Document text.
•••

President Trump Signs Right to Try Legislation Into Law

Yesterday, President Donald J. Trump signed the Right to Try bill into law. The House approved the bill last week and the Senate passed it last summer.

| 3 min read

The Right to Try legislation allows individuals to access investigational therapies outside of clinical trials without approval and consultation from the Food and Drug Administration (FDA).

The law applies to people who have been diagnosed with a life-threatening disease, exhausted approved treatment options, and are unable to participate in a clinical trial involving the investigational drug, as certified by a physician.

The Cystic Fibrosis Foundation is disappointed by the passage of this legislation as it creates additional and undue risks for those seeking access to investigational therapies without addressing the primary access barriers to investigational therapies. Legitimate barriers to such access include a limited supply of the investigational therapy or other concerns from the manufacturer.

Specifically, the Right to Try law:

  • Allows unapproved therapies to be given to patients without FDA notification for up to one full year
  • Removes the FDA's consultation on dosing, route of administration, dosing schedule, and other important safety measures
  • Does not establish any standards for informed consent for patients accessing these therapies
  • Prohibits the FDA from halting access to an experimental therapy short of placing a clinical hold on all clinical research related to the therapy

We recognize and share the sense of urgency around developing new and effective treatments for cystic fibrosis and getting them into the hands of people with CF as quickly as possible. Unfortunately, the Right to Try law will not provide greater access to unapproved therapies in the CF drug development pipeline.

•••

Supplied entries.
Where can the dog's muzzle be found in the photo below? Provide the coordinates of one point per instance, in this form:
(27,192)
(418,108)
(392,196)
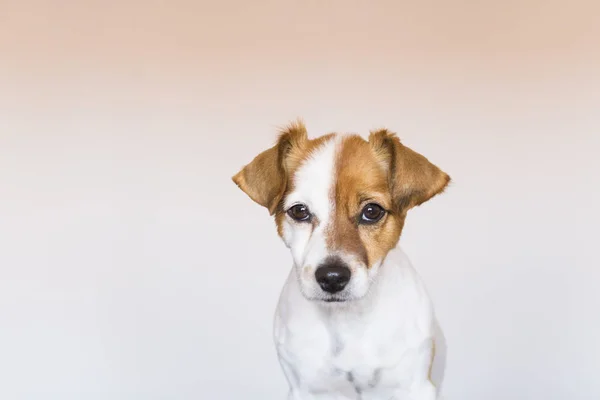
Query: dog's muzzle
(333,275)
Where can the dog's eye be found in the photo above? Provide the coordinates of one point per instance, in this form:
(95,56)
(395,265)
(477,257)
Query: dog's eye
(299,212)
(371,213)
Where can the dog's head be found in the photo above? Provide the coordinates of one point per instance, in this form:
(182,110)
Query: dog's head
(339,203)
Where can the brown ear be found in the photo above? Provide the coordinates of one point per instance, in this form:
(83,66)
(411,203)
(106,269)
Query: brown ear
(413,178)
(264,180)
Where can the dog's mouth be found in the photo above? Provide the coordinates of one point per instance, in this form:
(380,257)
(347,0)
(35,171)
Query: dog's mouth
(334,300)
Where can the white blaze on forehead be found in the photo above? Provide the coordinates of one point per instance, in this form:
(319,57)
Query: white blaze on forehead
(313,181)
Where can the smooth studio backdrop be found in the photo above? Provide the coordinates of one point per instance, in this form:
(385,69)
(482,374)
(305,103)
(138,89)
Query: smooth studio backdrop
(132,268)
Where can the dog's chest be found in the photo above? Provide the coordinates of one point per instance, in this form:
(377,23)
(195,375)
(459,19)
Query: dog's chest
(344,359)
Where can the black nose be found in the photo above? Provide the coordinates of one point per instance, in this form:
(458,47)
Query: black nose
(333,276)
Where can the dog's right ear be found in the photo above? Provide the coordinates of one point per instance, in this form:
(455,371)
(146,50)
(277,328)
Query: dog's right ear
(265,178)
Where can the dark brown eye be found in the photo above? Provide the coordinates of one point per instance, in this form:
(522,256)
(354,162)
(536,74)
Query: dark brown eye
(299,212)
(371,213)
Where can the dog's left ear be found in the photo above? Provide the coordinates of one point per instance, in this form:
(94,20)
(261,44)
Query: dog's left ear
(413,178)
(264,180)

•••

What to work on.
#1 According to the article on the Right to Try law, for how long may unapproved therapies be given to patients without FDA notification?
#2 Put this sentence from the article on the Right to Try law into Spanish: "The Right to Try legislation allows individuals to access investigational therapies outside of clinical trials without approval and consultation from the Food and Drug Administration (FDA)."
#3 Write what comes next in the article on the Right to Try law, picking up after its last sentence.

Answers for the exercise.
#1 Up to one full year.

#2 La legislación del Derecho a Intentar permite a las personas acceder a terapias en investigación fuera de los ensayos clínicos sin la aprobación ni la consulta de la Administración de Alimentos y Medicamentos (FDA).

#3
The FDA's current expanded access program, though imperfect, facilitates access to investigational therapies outside of clinical trials. Last year, the FDA approved more than 1,800 applications for people facing serious and life-threatening conditions. This is an important way to provide therapies not yet approved by the FDA to those with limited treatment options. The current process requires approval from a physician, the manufacturer, and the FDA.

The FDA approves more than 99 percent of expanded access requests and sometimes makes important dosing and safety improvements to the proposals, which the Right to Try law does not allow. The CF Foundation supports continued use of the FDA's existing expanded access process for people seeking to access investigational therapies.

Learn more about clinical trial participation and enrollment and our work to support a robust pipeline of CF therapies.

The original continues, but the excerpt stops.